Please pick out every line in the records below that contains the string "kitchen" and copy each of those lines. Case counts.

++++++++

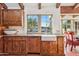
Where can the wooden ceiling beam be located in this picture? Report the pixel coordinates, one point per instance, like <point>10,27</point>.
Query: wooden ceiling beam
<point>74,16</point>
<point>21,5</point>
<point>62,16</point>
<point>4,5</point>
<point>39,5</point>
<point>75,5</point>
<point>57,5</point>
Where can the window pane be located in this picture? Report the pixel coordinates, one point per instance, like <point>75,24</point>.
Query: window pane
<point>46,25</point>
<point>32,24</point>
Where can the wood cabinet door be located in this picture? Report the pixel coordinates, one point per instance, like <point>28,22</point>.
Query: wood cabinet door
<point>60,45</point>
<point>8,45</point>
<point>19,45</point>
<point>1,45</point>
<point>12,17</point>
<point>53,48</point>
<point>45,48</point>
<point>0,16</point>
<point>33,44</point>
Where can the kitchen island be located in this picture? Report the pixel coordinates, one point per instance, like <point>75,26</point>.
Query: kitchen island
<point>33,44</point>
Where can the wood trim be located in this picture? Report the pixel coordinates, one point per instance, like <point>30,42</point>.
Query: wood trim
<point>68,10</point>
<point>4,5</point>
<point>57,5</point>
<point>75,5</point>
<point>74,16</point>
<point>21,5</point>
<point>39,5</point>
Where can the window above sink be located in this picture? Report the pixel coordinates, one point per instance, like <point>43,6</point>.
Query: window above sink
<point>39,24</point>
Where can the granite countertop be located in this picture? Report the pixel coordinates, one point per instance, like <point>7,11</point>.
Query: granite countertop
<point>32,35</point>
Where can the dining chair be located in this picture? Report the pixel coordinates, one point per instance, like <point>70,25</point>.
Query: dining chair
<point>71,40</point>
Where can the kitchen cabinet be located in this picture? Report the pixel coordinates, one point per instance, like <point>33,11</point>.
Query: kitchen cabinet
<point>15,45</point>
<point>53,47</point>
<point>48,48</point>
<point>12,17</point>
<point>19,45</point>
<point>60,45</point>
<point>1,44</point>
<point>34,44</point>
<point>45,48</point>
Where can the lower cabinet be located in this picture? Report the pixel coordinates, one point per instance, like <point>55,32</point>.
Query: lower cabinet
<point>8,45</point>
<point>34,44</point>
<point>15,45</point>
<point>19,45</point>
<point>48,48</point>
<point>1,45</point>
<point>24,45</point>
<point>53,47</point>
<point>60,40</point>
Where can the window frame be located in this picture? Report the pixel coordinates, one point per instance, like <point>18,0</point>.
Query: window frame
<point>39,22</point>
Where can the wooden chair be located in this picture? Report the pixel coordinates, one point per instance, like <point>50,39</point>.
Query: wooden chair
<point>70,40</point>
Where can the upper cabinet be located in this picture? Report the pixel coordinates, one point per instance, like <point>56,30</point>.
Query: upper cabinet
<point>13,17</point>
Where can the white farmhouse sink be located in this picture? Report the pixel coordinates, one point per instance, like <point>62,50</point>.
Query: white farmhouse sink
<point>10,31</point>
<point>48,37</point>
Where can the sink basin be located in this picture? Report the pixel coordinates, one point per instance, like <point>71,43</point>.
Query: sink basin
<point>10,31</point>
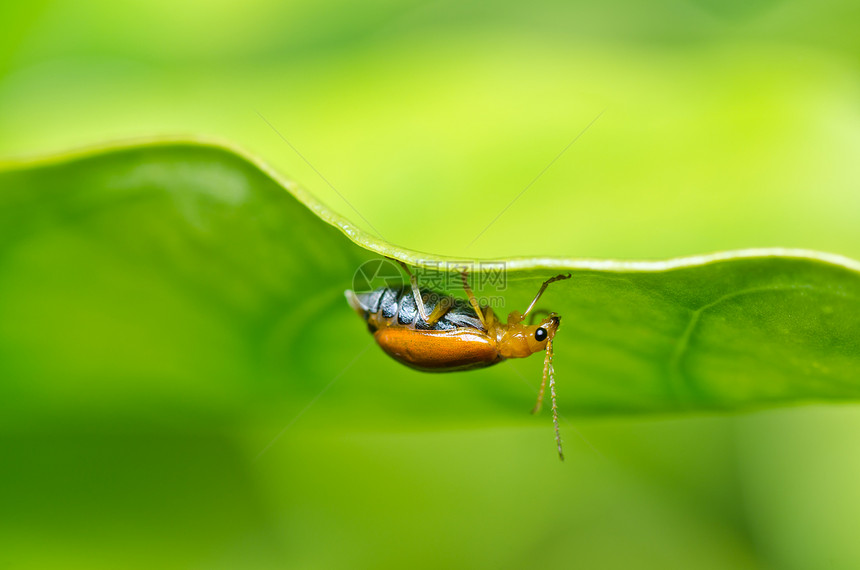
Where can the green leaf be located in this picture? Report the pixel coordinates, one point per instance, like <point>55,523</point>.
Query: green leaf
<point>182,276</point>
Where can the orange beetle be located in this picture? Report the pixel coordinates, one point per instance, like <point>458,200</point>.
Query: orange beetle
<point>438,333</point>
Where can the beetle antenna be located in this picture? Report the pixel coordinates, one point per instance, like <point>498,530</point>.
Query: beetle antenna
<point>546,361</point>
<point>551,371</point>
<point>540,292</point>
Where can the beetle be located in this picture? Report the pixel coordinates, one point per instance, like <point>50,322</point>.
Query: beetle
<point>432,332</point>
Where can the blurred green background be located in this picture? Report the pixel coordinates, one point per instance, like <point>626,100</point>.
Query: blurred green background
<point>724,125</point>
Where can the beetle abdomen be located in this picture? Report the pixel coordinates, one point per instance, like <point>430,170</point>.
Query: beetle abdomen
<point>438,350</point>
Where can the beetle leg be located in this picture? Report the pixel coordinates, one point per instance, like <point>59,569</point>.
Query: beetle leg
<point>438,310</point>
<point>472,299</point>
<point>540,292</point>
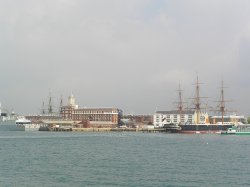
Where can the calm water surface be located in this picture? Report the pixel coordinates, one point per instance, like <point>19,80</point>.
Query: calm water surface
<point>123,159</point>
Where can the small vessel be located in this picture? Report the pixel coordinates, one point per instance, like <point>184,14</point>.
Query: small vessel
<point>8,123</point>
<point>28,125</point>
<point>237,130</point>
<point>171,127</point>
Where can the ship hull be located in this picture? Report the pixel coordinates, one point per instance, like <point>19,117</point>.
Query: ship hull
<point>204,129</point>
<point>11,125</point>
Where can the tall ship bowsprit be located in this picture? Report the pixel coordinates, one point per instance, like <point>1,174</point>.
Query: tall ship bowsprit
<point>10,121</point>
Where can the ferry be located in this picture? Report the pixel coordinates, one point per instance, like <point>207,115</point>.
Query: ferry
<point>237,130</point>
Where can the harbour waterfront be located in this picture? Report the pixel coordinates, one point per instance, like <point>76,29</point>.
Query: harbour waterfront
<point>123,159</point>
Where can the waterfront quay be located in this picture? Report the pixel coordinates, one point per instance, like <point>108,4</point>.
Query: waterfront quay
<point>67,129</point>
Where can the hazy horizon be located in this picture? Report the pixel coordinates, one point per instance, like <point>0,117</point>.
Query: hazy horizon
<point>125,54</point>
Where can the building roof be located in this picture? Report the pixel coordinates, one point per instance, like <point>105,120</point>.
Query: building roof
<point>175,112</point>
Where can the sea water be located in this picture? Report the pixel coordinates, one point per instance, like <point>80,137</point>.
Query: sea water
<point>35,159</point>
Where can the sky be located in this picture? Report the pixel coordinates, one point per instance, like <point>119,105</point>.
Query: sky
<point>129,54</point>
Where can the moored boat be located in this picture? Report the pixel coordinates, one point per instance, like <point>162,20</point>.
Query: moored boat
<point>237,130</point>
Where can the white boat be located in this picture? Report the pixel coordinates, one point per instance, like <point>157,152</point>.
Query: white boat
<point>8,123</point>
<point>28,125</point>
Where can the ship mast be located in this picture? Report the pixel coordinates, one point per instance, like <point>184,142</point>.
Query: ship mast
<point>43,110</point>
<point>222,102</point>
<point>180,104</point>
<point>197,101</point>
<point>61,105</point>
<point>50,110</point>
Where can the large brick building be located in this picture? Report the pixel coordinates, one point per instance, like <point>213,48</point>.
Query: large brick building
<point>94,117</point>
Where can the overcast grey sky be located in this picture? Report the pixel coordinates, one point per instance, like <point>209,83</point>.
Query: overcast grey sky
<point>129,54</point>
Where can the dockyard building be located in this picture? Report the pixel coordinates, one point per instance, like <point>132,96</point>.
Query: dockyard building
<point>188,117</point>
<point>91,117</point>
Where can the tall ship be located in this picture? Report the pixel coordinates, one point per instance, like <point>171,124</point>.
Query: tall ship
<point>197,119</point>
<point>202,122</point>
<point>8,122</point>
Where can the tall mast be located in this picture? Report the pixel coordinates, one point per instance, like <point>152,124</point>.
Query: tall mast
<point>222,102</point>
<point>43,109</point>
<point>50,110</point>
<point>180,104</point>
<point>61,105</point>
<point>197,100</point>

++++++++

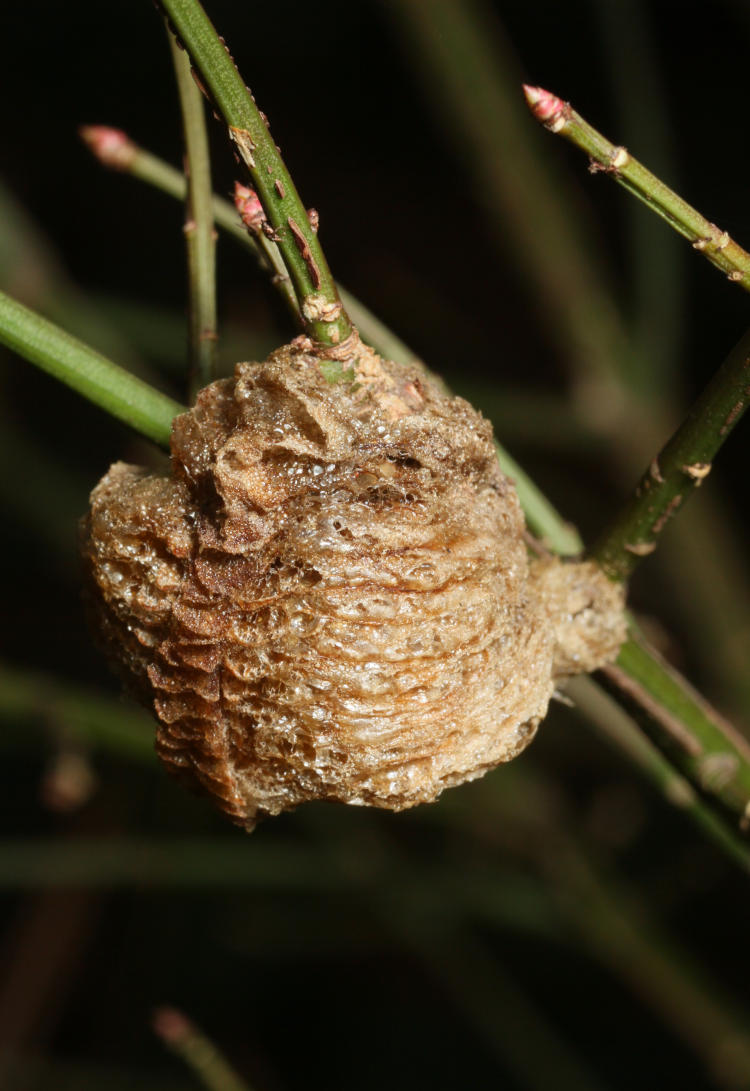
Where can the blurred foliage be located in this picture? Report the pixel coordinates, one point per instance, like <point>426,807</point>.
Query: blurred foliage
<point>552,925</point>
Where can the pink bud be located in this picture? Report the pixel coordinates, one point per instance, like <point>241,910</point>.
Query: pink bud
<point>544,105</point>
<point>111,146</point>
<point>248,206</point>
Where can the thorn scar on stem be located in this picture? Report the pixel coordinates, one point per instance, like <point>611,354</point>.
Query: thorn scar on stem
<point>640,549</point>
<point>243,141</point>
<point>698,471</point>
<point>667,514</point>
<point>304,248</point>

++++++++

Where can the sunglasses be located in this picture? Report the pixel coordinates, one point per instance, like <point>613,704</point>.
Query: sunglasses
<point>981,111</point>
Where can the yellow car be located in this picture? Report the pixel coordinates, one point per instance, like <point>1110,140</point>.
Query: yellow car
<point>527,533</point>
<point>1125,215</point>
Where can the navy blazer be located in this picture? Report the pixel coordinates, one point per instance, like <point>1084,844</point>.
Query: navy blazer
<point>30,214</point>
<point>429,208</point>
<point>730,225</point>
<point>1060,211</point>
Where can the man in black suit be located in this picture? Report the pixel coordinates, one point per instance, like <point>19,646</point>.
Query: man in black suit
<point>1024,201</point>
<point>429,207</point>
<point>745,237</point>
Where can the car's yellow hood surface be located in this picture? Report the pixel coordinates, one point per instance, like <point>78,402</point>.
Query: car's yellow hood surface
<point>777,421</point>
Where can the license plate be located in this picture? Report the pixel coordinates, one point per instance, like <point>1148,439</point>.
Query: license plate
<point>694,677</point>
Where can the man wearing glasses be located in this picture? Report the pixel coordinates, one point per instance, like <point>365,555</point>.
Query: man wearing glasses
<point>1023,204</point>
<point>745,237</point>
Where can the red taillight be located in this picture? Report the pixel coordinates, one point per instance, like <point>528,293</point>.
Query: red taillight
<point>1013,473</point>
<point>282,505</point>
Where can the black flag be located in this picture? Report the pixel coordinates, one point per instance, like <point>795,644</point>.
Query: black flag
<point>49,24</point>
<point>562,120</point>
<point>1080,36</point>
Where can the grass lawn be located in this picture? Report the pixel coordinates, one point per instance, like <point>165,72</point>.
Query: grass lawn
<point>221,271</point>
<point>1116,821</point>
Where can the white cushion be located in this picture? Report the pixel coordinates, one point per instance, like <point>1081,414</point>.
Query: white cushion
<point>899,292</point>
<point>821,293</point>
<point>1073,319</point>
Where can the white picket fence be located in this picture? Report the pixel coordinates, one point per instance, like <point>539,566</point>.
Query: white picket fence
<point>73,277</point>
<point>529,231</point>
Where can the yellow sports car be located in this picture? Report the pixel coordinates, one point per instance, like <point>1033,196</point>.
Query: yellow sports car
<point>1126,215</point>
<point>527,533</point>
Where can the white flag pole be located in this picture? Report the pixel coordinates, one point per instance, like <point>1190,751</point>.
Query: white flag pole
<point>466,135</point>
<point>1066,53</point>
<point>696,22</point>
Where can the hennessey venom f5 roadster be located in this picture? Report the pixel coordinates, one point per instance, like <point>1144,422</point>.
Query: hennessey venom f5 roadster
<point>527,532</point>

++++++++

Exercise result:
Where can the kitchen island be located in this picture? Report the pixel coordinates, one point per instance, like <point>75,26</point>.
Query: kitchen island
Where can the kitchen cabinet be located in this picture? Report the pixel coordinates, one point per instance, like <point>33,11</point>.
Query: kitchen cabinet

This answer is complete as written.